- **Stated task**: Reproduce the lines of the material verbatim, from its first line through the line containing "90], [19, 74]]", inclusive.

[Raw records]
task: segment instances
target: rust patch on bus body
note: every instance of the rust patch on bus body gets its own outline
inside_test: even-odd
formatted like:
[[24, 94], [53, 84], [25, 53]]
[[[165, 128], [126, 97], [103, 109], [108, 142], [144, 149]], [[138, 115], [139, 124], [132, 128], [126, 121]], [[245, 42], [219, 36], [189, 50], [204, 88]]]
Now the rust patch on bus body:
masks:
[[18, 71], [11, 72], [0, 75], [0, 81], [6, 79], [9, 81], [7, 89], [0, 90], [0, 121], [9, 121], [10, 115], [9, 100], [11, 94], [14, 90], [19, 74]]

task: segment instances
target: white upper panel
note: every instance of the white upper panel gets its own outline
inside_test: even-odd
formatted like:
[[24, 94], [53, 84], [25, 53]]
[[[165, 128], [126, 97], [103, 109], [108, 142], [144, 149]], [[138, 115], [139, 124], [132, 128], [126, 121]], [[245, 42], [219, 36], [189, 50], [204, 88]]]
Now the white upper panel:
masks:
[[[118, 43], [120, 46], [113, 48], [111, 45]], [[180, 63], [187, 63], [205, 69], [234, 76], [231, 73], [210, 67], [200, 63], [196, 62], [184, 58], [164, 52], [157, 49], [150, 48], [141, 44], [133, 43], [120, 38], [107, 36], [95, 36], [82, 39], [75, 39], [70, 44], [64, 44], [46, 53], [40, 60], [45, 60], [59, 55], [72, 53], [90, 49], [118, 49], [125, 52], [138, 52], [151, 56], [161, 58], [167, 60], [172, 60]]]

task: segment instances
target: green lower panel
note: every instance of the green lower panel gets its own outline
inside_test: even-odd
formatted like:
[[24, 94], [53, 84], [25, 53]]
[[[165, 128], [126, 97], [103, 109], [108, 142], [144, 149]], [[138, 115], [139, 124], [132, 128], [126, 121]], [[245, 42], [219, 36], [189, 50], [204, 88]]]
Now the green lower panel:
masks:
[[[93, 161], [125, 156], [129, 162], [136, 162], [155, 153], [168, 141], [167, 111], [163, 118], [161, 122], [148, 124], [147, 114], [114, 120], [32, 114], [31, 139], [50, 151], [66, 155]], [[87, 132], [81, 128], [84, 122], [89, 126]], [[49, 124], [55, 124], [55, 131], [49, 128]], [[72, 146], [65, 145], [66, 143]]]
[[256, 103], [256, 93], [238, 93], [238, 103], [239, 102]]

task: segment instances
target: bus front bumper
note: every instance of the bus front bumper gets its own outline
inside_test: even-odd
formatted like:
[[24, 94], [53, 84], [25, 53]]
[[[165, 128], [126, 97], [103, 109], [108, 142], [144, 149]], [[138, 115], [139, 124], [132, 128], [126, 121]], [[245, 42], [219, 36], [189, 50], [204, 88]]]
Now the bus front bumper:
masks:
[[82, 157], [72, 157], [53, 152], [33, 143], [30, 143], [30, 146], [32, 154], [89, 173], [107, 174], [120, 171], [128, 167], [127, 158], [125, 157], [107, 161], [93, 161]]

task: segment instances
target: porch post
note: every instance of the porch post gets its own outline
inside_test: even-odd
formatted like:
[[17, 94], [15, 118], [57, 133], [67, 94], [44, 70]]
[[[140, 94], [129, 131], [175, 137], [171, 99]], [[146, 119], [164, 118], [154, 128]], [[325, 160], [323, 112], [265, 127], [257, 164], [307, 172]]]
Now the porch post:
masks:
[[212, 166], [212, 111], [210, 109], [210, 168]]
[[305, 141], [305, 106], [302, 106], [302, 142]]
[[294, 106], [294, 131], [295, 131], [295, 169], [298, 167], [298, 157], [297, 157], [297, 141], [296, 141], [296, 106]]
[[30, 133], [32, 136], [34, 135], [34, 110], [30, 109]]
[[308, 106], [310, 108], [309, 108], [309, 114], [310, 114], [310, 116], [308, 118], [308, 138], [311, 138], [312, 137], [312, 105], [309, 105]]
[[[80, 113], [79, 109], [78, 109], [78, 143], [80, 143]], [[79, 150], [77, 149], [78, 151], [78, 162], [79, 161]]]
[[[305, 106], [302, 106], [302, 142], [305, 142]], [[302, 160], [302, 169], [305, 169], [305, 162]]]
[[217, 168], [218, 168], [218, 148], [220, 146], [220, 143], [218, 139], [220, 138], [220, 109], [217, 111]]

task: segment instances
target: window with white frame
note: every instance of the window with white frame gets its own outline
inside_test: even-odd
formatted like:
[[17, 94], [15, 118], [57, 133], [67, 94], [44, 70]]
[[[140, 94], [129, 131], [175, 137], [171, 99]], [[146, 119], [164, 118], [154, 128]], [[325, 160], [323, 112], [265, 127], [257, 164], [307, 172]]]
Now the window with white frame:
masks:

- **Answer below**:
task: segment instances
target: rust patch on bus body
note: every instance of the rust patch on bus body gets its own outline
inside_test: even-odd
formatted like:
[[24, 94], [53, 84], [25, 53]]
[[[165, 128], [126, 97], [103, 109], [108, 142], [144, 149]], [[138, 115], [139, 124], [132, 128], [126, 121]], [[245, 42], [219, 36], [189, 50], [204, 88]]]
Now the rust patch on bus body:
masks:
[[18, 71], [11, 72], [0, 75], [0, 81], [6, 79], [9, 81], [7, 89], [0, 90], [0, 121], [9, 121], [10, 115], [9, 100], [11, 94], [14, 90], [19, 74]]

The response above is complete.